* Passage given *
= = = = =

Discussion in 'Defence & Strategic Issues' started by Bosch, Jan 3, 2020.
Why hasn't Trump tweeted anything yet?
There's a fixed match going on. Last week the US did airstrikes inside Iraqi territory and Iraqi elected (?pawns?) passed a stern message to the US. This entire to-and-fro was engineered by both sides to make it look like the Iraqi elected members are sovereign and not US pawns.
The planted CIA stooges in Iraqi parliament are having a credibility deficit within Iraq so they are invoking a foreign power to show the people that they are acting in their interests. The organic Iraqi opinion has turned against them and a new leadership is looking to emerge and threaten US political grip on Iraq.
All of this drama is to be looked at in that context. These are not terror related or military related targets. These strikes are a show of strength by the US to demonstrate their hold over their vassal state and to scare the opposition party. For all we care, the missiles would have been shot in an open desert, doesn't matter. It's a show of intent by the US to Iraqi opposition. It ain't about Iran. If they wanted to hit Iran, they'd pick the Syrian theater or hit Hezbolla in Gaza. They wouldn't be upsetting the peace in Iraq where US multinationals have made huge investments that are under threat. The fact is that the peace in Iraq has already been upset by Iraqi opposition, the US is late to the party.
Just a few months ago, they were threatening to invade and capture Iran, and today they are struggling to hold on to their existing vassal states.
But why target Qassem Suleimani? He apparently has a cult like following in Iran and Trump has already shown that he is anti-war so far.
It's a complicated thing inside Iraq. Just look at some of these videos?
IRGC Top Commander dead via US Air strike
Here, take a look at this video :
They could have killed him in Iraq but declared him being killed in Syria if they wanted to steer attention away from Iraq, it's not like Fox News was going to do a fact check.
He may have been killed but the "Iraq" angle is an independent battle the US is fighting due to Iran backed opposition trying to overthrow US puppets from Iraq parliament. The admission that the US bumped him inside Iraq is a deliberate messaging to the opposition that "player 2 has entered the game". From Iran's point of view, they wanted player 2 to enter that game, just like Osama wanted the US to enter Afghanistan so that their resources could be tied up there.

= = = = =

* Listed entries *
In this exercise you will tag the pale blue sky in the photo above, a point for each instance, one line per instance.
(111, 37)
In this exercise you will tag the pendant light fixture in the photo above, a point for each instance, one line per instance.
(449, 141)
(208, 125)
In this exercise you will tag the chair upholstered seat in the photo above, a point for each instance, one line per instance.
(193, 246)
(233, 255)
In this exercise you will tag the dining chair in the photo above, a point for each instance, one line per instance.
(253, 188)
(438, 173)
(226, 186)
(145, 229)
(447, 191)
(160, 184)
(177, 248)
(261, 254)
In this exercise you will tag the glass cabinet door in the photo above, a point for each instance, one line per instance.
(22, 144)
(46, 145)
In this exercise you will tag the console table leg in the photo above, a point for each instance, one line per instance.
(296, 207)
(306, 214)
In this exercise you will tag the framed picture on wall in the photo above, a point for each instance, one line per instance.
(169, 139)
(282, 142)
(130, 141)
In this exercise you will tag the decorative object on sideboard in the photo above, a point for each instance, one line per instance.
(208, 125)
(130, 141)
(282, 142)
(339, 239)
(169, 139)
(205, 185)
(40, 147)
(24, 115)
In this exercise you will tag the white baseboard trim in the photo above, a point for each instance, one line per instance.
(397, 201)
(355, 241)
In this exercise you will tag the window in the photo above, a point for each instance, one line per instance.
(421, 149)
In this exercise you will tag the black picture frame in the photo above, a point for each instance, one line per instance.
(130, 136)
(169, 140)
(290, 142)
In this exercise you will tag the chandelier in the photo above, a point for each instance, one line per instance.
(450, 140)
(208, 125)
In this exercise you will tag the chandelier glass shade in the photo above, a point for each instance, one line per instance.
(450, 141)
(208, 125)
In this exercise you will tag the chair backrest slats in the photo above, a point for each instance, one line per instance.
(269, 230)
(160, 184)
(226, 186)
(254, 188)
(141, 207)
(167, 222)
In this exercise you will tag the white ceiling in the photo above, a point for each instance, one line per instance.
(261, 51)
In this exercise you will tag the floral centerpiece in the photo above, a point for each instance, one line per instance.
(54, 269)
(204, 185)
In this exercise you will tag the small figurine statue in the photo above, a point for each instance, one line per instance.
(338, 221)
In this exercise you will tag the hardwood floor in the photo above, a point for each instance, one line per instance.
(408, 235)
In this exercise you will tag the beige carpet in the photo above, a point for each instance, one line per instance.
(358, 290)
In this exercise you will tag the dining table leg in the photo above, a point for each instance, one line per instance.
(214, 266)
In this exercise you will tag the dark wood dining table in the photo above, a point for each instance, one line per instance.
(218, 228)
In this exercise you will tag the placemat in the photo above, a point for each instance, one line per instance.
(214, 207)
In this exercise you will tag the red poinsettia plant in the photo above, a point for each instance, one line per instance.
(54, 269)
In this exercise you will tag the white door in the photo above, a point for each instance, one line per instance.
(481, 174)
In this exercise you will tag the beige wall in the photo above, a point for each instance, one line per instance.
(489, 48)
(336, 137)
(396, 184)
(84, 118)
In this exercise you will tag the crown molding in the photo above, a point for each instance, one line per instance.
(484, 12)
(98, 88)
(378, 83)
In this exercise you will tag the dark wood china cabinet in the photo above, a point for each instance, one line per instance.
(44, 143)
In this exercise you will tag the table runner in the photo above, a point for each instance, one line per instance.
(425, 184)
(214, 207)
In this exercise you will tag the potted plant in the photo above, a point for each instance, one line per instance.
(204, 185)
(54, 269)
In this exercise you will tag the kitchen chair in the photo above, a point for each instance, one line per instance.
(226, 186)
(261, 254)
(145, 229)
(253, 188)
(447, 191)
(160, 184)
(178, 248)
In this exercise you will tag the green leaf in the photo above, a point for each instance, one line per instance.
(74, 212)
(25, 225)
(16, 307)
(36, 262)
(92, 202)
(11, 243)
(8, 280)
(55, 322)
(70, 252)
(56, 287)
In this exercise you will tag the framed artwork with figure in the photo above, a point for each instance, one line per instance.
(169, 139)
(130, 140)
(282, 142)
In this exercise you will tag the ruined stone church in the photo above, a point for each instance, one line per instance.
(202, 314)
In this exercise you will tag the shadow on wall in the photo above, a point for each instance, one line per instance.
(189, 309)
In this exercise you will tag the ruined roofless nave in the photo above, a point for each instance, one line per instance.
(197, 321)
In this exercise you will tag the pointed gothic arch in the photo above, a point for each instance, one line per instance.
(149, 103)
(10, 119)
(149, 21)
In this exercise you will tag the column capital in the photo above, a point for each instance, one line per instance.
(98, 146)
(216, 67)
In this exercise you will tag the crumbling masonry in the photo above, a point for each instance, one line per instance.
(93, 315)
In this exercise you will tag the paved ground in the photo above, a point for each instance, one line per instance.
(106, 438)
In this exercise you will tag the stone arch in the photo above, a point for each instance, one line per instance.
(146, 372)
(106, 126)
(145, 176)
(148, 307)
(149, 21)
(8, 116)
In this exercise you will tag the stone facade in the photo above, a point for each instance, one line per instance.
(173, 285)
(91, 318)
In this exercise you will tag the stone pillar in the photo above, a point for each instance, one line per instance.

= = = = =

* Problems *
**A)** Reproduce the forum thread on the US strike in Iraq word for word, from "Discussion in 'Defence" down to "grip on Iraq.".
**B)** Take the forum thread on the US strike in Iraq further, beginning after its final post.
The records that accompany it have no connection to the forum thread on the US strike in Iraq.

* Results by task *
**A)**
Discussion in 'Defence & Strategic Issues' started by Bosch, Jan 3, 2020.
Why hasn't Trump tweeted anything yet?
There's a fixed match going on. Last week the US did airstrikes inside Iraqi territory and Iraqi elected (?pawns?) passed a stern message to the US. This entire to-and-fro was engineered by both sides to make it look like the Iraqi elected members are sovereign and not US pawns.
The planted CIA stooges in Iraqi parliament are having a credibility deficit within Iraq so they are invoking a foreign power to show the people that they are acting in their interests. The organic Iraqi opinion has turned against them and a new leadership is looking to emerge and threaten US political grip on Iraq.

**B)**
Net net the takeaway is that a few months ago it appeared like the US had the military ascendancy, but now Iran has played their card, created an upheaval in Iraq and forced the US to divert their attention. If they lost one commander for it, it's a veritable cost in the great game. They saved Iranian mainland from a full scale invasion by setting fire to Iraq and drawing the US there. The US has a lot of $ investments in Iraq, resting on the misplaced understanding that it is safe. Iran showed that their investments in Iraq are indeed not safe.
THE SUPREME COMMANDER OF IRAN ‘S ELITE QUDS COMMANDO FORCE QASSAM SOLEIMANI WHICH IS PART OF THE IRANIAN MULLA CONTROLLED IRGC FORCES HAS BEEN KILLED BY A US DRONE STRIKE IN THE IRAQI CITY OF BAGHDAD TRAVELING A HEAVILY ARMED CONVOY TO THE AIRPORT. HE IS ONE OF THE TOP DOGS OF THE IRANIAN MULLA REGIME AND HAD HUGE INFLUENCE OVER IRAN’S FOREIGN AND ARMED POLICIES. IT WAS SAID THAT HE WAS INSTRUMENTAL IN THE MULTIPLE ATTACKS AGAINST US FORCES IN IRAQ, SYRIA AND SOME ATTACKS IN AFGHANISTAN THE LATEST BEEN ATTACK ON US EMBASSY IN BAGHDAD. IN WHICH PRESIDENT TRUMP WARNED THERE WILL BE CONSEQUENCES FOR THIS ACTION.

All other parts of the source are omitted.